Output only the lines of the entries that follow, starting at the one with "Task: in the photo above, where can the driveway" and running down to the one with "Task: in the photo above, where can the porch", both included and unchanged.
[Opening Entries supplied section]
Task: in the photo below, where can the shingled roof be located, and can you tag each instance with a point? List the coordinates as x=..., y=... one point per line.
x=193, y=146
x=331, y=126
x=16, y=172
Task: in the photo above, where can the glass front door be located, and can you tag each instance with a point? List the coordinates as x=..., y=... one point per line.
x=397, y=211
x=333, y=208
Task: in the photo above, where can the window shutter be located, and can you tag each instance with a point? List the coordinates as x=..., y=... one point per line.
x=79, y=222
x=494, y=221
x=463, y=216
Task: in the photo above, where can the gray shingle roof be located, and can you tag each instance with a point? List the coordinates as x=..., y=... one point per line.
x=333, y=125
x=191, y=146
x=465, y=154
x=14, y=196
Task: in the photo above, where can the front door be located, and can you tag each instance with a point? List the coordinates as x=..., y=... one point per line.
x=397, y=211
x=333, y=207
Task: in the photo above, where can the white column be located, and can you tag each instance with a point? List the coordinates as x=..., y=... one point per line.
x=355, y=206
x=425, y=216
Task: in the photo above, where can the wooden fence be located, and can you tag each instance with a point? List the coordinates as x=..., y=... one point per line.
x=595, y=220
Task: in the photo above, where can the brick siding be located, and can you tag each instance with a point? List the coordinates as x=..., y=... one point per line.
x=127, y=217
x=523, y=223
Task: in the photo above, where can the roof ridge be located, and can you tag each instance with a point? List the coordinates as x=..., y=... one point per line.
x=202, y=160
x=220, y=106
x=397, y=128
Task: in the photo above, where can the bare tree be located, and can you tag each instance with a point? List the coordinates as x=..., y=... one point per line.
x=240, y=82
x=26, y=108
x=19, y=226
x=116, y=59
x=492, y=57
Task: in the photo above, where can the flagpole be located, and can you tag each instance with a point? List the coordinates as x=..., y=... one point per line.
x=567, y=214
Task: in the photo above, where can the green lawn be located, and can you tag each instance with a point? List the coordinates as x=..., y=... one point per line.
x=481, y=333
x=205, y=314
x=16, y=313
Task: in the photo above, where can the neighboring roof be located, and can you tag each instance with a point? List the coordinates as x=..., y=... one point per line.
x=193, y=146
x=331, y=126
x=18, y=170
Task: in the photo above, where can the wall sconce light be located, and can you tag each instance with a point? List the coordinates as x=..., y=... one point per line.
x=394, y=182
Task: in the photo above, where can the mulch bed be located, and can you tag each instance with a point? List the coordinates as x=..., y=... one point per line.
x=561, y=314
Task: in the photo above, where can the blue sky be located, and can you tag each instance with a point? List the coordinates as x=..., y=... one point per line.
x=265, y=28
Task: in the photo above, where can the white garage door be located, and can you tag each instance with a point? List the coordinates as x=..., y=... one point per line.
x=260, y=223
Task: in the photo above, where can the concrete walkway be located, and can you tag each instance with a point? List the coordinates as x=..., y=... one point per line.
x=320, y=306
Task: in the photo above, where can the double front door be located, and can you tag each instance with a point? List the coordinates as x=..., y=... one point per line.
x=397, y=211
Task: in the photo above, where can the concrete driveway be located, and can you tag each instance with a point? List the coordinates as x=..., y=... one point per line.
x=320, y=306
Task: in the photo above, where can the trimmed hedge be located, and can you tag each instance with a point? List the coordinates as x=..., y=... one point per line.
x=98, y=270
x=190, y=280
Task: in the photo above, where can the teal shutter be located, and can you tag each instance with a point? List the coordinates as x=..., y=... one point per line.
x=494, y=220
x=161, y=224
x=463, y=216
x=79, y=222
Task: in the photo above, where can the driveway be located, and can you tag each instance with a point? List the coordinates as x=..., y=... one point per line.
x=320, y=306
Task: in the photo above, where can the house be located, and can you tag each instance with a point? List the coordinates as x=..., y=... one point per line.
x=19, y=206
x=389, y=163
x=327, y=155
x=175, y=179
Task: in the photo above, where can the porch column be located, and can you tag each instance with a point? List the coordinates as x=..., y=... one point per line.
[Closing Entries supplied section]
[Opening Entries supplied section]
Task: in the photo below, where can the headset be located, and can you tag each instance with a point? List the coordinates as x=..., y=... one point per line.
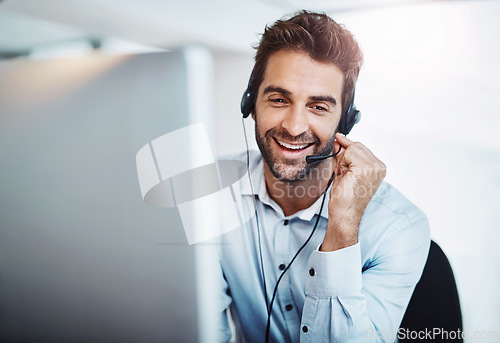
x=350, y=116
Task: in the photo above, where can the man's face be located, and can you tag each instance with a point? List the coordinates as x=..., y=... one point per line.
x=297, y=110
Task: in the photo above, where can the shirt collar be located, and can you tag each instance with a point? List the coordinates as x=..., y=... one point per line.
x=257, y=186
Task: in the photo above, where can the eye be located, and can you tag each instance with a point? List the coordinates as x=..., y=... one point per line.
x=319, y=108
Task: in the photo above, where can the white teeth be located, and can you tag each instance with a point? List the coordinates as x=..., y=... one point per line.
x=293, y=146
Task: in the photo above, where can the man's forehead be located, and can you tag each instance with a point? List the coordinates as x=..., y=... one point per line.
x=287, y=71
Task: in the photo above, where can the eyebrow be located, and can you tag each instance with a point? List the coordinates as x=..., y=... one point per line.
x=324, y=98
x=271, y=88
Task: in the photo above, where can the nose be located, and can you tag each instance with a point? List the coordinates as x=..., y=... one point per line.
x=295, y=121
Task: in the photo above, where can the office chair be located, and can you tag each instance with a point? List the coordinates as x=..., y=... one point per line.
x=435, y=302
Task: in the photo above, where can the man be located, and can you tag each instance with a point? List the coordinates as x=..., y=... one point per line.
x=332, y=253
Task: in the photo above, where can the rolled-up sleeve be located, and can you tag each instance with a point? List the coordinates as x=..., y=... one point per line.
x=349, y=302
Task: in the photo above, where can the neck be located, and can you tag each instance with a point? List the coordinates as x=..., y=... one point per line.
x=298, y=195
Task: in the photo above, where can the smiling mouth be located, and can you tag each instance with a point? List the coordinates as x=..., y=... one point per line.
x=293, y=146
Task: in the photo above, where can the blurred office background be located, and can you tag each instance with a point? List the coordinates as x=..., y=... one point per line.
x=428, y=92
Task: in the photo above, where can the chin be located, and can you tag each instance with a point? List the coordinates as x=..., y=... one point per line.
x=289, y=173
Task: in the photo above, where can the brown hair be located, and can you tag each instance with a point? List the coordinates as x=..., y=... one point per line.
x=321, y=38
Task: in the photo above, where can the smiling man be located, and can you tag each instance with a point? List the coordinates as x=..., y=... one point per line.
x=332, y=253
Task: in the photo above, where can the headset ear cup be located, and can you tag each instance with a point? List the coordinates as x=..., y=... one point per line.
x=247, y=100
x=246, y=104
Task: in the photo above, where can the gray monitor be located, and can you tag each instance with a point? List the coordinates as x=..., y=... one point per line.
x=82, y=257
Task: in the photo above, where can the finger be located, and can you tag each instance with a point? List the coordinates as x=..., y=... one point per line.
[Closing Entries supplied section]
**Response to this task**
Task: in the photo above, where can the driveway be located, and can you tag each instance with a point? List the coordinates as x=..., y=... one point per line.
x=320, y=306
Task: in the photo above, where can the house be located, and can you tag each instance with a point? List the coordinates as x=..., y=... one point per line.
x=19, y=206
x=389, y=163
x=327, y=155
x=175, y=179
Task: in the photo above, where can the porch column be located, and can you tag each instance with a point? List the coordinates as x=..., y=... one point per line.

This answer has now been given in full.